• Requirement:
Every record below should appear in your answer, copied exactly.

• Dataset extract:

--- START ---

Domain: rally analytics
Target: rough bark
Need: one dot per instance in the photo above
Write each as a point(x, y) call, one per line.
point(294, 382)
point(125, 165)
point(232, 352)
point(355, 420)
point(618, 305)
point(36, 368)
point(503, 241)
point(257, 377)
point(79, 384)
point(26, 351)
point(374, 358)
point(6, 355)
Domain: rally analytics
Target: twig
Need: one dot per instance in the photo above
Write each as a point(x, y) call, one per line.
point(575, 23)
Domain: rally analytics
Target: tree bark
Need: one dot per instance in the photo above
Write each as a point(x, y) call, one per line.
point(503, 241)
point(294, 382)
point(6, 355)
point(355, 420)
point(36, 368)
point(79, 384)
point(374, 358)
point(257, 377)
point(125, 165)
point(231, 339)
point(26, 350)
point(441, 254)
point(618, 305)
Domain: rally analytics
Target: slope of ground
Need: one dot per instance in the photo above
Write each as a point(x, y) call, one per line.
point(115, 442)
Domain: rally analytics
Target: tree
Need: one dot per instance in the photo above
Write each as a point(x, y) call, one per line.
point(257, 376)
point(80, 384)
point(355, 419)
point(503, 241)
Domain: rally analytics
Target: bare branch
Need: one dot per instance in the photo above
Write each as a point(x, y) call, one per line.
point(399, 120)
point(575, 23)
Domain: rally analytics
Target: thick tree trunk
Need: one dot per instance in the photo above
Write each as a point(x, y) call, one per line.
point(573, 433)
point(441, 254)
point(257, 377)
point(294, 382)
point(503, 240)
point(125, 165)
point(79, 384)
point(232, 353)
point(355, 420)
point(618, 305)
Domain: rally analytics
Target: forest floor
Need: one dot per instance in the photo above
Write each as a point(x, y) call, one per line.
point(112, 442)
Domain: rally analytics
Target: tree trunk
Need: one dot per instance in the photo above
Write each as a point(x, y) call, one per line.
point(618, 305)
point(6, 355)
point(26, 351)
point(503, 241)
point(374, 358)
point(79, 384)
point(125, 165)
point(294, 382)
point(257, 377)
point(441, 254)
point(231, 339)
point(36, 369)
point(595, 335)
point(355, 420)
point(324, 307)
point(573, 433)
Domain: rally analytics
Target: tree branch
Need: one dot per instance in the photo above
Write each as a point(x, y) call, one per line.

--- END ---

• Reply to the exercise:
Domain: rally analytics
Target: rough bark
Need: one dot per instance in the photo above
Write each as a point(x, y) call, one per line.
point(294, 382)
point(125, 165)
point(232, 352)
point(355, 420)
point(618, 305)
point(36, 368)
point(503, 241)
point(257, 377)
point(79, 384)
point(26, 351)
point(374, 358)
point(6, 355)
Domain: rally analytics
Target: twig
Need: one dot per instance in the photo above
Write each as a point(x, y) call, one per line.
point(575, 23)
Domain: rally analytics
Target: tree bark
Need: one dot per instance in the photo above
Write each as a point(x, y) call, one per line.
point(503, 241)
point(294, 382)
point(6, 355)
point(355, 420)
point(36, 368)
point(79, 384)
point(374, 358)
point(257, 377)
point(125, 165)
point(231, 339)
point(26, 350)
point(441, 254)
point(618, 305)
Domain: rally analytics
Target: slope of ground
Need: one dot per instance in the photo above
Write each as a point(x, y) call, one per line.
point(115, 442)
Domain: rally analytics
Target: tree
Need: one dot per instance in the photo above
Write each as a point(x, y) call, one per line.
point(257, 376)
point(80, 384)
point(355, 419)
point(503, 241)
Domain: rally analytics
Target: bare branch
Need: one dot per instance in the photo above
Write each as a point(x, y) call, one per line.
point(399, 120)
point(575, 23)
Domain: rally analytics
Target: thick tree trunk
Need: one dot per instance in the photo above
Write each as a point(x, y) call, one per line.
point(573, 433)
point(441, 254)
point(257, 377)
point(294, 382)
point(503, 240)
point(125, 165)
point(79, 384)
point(232, 353)
point(355, 420)
point(618, 305)
Domain: rally analytics
Target: forest floor
Need: one dot per instance in the photo above
Write each as a point(x, y) call, one per line.
point(112, 442)
Domain: rally analytics
Target: tree trunk
Need: one dot per instance in the photo above
Write each as a point(x, y) call, one per line.
point(618, 305)
point(6, 355)
point(26, 351)
point(503, 241)
point(374, 358)
point(79, 384)
point(125, 165)
point(294, 382)
point(257, 377)
point(441, 254)
point(231, 339)
point(36, 369)
point(595, 335)
point(355, 420)
point(324, 307)
point(573, 433)
Domain: rally analytics
Target: tree branch
Need: one dot per instance in the photo above
Write each as a point(x, y) call, one per line.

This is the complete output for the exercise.